_TEXT EXCERPT:_
OR genes in marine mammals are not evolutionarily conserved

Among the 830 OGGs, we did not find any OGG containing OR genes from all 23 mammals, indicating that the OR genes showed evolutionary diversity between marine and terrestrial mammals, and this phenomenon may be related to differences in their environments. Moreover, we also failed to find OGGs containing the genes of all species from the three marine lineages. We found two OGGs (lost in one or more species) containing a single copy of each species, i.e., OGG1–22 and OGG1–23. As shown in Fig. 5a, OGG1–22 was lost in the Weddell seal and pig but presented as a single copy in other species, and no pseudogenes were found in this OGG. However, the phylogenetic analysis of this OGG did not exhibit a topology similar to that of the species tree, indicating that this gene was not very evolutionarily conserved. As shown in Fig. 5b, OGG1–23 did not contain minke whale and sperm whale genes and presented as a single copy in the other species, with two opossum pseudogenes. The phylogenetic analysis revealed that the members of this OGG exhibited a topology similar to that of the species tree (Fig. 5c), indicating that genes in this OGG were truly orthologous among species, and no gene gain and loss events occurred during evolution. In other OGGs, different degrees of gene gains and losses occurred. No OR orthologous genes, including the above two OGGs, were found in all marine mammals, indicating that the methods of OR degradation or loss in different lineages are not the same.

_AVAILABLE DATA:_
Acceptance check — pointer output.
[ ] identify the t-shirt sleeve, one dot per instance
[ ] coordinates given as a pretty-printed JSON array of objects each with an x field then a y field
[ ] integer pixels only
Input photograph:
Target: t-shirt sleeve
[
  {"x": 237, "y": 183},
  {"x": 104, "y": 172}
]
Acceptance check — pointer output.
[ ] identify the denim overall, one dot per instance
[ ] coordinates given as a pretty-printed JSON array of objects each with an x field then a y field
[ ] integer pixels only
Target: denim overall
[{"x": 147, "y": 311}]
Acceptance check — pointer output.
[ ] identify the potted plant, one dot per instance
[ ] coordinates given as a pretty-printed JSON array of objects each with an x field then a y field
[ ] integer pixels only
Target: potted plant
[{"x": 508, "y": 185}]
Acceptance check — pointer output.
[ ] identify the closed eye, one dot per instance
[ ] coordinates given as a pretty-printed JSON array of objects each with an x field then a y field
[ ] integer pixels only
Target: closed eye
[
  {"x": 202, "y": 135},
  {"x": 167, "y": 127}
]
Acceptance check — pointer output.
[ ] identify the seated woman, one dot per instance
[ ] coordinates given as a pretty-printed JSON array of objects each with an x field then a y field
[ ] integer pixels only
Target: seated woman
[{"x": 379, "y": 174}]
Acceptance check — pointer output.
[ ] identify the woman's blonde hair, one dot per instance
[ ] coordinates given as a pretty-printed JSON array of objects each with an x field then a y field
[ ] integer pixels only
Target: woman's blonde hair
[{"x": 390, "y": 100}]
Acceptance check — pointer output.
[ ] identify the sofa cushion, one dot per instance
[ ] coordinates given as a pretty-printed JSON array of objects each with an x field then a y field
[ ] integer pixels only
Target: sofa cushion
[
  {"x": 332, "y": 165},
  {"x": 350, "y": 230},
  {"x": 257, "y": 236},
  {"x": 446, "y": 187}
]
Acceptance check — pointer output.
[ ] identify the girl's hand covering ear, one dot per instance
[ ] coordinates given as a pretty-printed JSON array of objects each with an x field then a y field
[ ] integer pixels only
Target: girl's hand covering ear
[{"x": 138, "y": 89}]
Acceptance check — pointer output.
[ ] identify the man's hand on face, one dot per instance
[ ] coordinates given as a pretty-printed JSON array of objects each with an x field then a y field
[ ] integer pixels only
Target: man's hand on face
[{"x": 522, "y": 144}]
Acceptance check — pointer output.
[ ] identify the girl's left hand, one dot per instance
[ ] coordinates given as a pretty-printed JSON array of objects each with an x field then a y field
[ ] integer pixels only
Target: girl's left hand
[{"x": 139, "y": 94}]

_WHAT YOU WILL DO:_ Please resume the passage on OR genes in marine mammals, picking up right after its final sentence.

_TASK ANSWER:_
Fig. 5
figure 5

NJ phylogenetic trees of single-copy OR genes in marine mammals and their related terrestrial mammals. a and b NJ phylogenetic trees for OGG1–22 and OGG1–23, respectively. c Species tree used in this study

Marine mammals show a lower rate of gene gains but a higher rate of gene losses than terrestrial mammals

During the evolution of marine mammals and their closely related terrestrial mammals, we estimated the OGG gain and loss rates of 830 OR genes on each branch. Consistent with previous studies, large numbers of gains and losses occurred in different branches [14, 16] (Fig. 6). Thus, although two species may have similar numbers of OGGs or genes, they may have very different OR repertoires. For example, both bowhead whale and minke whale had approximately 50 OGGs, whereas only 19 OGGs were common (< 40%). The cape golden mole and cape elephant shrew presented 327 shared OGGs, which accounted for approximately 76% of all OGGs. Additionally, each of the 23 mammals clearly lost hundreds of intact OR genes present in MRCAs, although the number of genes lost in the three marine lineages was greater than that lost in the terrestrial lineages (Fig. 6, Mann-Whitney U test, p value = 5.56 × 10− 5). There were 99 intact OR genes in the cetacean MRCA, approximately 88% of which were lost; there were 397 intact OR genes in the Carnivora MRCA, approximately 52% of which were lost; and there were 282 intact OR genes in the MRCA of Pinnipedia, approximately 66% of which were lost.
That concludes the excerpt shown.